EXERCISE MATERIALS Start Marker

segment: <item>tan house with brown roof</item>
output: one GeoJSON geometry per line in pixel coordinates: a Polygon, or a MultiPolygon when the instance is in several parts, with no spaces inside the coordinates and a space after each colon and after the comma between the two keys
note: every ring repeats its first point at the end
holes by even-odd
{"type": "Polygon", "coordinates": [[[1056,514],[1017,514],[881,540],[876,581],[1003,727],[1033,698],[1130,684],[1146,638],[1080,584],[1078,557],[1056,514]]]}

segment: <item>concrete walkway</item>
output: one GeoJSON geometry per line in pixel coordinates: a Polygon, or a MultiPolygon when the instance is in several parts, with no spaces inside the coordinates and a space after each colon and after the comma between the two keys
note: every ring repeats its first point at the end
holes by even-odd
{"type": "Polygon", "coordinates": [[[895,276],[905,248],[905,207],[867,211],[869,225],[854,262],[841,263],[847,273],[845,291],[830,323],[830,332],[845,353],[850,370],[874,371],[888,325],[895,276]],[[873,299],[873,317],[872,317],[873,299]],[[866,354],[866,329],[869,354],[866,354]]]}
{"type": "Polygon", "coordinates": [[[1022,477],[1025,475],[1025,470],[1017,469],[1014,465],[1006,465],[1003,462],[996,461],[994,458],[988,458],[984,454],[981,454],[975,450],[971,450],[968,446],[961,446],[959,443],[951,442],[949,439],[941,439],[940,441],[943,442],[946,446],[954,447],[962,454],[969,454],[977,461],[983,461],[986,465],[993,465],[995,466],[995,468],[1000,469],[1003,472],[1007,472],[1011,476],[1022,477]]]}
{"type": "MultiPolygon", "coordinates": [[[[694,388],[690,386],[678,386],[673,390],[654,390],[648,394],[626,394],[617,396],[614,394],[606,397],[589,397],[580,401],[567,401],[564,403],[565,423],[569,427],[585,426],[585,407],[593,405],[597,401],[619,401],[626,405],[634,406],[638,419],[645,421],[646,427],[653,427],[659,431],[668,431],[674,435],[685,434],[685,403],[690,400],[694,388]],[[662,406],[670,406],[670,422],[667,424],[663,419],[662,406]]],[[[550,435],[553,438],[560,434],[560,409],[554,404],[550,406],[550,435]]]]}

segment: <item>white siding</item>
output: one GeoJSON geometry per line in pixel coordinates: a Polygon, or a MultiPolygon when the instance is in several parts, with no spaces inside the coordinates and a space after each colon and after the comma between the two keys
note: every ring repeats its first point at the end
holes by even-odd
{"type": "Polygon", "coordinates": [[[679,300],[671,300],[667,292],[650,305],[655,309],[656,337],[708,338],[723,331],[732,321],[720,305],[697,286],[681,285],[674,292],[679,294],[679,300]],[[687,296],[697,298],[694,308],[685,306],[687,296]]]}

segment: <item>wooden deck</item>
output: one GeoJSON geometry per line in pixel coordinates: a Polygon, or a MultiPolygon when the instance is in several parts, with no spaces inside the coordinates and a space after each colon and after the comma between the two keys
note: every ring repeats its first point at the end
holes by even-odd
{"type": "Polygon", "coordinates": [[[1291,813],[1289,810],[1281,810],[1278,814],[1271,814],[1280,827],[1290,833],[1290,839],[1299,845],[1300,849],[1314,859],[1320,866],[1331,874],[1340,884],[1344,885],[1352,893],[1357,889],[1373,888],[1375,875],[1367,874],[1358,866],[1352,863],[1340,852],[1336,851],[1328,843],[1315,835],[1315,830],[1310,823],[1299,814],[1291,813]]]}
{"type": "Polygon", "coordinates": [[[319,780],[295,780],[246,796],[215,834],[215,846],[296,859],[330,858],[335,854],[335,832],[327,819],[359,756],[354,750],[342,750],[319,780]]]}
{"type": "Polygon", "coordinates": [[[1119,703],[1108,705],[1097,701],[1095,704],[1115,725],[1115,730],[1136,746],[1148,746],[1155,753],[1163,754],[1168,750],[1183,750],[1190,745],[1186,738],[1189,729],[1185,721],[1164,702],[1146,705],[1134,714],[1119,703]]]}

EXERCISE MATERIALS End Marker

WHAT YOU NEED TO DO: What lines in the material mention "item"? Copy every one of them.

RESULT:
segment: <item>tan house with brown roof</item>
segment: <item>concrete walkway</item>
segment: <item>white siding</item>
segment: <item>wooden deck</item>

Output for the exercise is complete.